▸ Supplied passage:
==================================================
The Defend Trade Secrets Act of 2016 (DTSA) allows parties to file suit in federal court even if the requirements of federal diversity jurisdiction are not met. As a result, most claims of misappropriation of trade secrets can now be filed in federal court (not the case previously). The federal court system has different procedures, different substantive law, and a different pool of judges, and may be a better option for a company whose trade secrets have been exposed to competitors, although state court remains the superior forum in some cases (such as when injunctive relief is paramount).
When a theft of trade secrets occurs, it is critical to respond quickly to prevent the trade secret from being disseminated further. So, the DTSA provides a new procedure for seizing property (such as a smartphone or laptop) that could imminently be used for disseminating trade secrets. Skillful use of this provision can help a company prevent additional exposure, and there is no comparable provision for seizure of this kind in Wisconsin state law.
==================================================
▸ Data lines:
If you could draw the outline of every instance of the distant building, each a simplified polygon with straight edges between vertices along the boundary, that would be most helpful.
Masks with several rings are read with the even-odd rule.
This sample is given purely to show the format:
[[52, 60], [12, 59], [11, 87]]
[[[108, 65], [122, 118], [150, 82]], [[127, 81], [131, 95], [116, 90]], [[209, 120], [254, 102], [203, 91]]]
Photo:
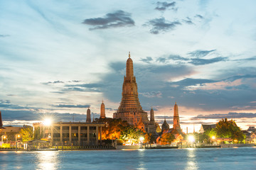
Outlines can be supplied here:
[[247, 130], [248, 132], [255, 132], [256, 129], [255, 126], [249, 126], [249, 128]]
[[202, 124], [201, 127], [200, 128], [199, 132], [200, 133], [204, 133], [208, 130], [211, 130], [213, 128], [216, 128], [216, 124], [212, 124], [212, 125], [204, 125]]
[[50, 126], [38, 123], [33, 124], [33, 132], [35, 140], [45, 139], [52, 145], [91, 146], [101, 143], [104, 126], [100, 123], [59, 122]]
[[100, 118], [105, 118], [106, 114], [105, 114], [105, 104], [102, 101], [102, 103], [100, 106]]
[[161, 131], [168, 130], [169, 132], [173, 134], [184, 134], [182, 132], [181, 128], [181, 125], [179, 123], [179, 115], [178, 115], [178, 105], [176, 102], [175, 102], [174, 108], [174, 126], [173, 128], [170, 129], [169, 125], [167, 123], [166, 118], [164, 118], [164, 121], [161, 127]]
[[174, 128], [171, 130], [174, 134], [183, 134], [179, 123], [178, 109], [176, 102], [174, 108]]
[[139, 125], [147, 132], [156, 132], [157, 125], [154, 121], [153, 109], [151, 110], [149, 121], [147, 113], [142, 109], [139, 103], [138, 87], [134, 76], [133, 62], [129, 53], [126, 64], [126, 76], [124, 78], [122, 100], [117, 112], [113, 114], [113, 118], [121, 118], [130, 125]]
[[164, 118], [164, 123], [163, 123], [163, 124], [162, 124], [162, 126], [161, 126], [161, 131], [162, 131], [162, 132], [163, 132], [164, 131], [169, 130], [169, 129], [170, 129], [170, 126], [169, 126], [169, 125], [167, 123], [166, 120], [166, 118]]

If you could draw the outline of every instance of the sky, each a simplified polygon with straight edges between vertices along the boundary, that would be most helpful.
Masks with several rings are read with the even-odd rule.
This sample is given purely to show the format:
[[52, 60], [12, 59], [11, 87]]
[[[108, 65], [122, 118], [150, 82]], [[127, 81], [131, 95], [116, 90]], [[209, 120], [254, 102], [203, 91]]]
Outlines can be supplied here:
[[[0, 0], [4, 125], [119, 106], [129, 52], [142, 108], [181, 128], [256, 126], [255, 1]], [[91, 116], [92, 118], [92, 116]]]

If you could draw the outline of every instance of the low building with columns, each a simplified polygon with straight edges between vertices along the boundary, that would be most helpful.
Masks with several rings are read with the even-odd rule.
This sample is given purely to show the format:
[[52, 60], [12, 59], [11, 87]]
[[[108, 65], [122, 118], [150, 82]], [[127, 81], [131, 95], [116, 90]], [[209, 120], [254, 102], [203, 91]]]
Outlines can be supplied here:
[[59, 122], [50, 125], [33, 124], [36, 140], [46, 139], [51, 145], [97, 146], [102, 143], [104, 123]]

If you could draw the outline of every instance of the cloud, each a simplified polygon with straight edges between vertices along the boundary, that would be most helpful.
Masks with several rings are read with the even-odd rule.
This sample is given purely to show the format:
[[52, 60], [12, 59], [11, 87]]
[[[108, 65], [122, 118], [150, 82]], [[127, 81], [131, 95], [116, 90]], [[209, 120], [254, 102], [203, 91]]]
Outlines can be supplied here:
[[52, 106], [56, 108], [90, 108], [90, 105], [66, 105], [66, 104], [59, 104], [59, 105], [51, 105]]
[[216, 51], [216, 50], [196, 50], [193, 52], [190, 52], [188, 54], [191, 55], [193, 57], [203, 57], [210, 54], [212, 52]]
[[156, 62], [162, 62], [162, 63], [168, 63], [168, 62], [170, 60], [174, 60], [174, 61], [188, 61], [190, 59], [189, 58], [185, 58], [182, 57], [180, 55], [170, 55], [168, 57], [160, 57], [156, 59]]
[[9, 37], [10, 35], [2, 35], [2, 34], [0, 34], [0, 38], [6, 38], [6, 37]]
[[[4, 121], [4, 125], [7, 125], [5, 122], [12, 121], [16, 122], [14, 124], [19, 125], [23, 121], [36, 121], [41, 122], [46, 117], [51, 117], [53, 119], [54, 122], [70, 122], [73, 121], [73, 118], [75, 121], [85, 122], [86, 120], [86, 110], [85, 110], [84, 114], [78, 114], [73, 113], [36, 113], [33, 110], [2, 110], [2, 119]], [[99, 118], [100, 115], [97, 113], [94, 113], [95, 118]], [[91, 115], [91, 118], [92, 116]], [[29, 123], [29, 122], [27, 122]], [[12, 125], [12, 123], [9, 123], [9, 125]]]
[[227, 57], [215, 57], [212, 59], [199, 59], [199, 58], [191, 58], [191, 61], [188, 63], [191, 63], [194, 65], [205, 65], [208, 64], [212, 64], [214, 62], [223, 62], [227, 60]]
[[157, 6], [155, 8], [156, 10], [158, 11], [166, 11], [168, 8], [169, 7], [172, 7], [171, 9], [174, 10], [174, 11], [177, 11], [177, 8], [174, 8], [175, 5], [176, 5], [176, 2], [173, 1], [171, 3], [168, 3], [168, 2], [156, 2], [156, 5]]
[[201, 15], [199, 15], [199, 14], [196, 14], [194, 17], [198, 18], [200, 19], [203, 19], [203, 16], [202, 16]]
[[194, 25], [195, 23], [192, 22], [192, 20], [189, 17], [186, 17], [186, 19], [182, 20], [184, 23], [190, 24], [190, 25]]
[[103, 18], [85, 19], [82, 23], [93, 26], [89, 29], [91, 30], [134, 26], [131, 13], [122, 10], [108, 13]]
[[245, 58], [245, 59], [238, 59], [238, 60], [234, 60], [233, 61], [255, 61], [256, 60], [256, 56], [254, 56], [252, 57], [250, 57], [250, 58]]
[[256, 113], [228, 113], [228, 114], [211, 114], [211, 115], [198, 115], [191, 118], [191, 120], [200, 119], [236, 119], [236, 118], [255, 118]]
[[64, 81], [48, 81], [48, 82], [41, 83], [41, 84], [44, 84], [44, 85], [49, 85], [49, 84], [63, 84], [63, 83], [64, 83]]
==================================================
▸ Task goal: Set down the text on the Defend Trade Secrets Act word for word, between "The Defend Trade" and "relief is paramount).", inclusive.

▸ Solution to the exercise:
The Defend Trade Secrets Act of 2016 (DTSA) allows parties to file suit in federal court even if the requirements of federal diversity jurisdiction are not met. As a result, most claims of misappropriation of trade secrets can now be filed in federal court (not the case previously). The federal court system has different procedures, different substantive law, and a different pool of judges, and may be a better option for a company whose trade secrets have been exposed to competitors, although state court remains the superior forum in some cases (such as when injunctive relief is paramount).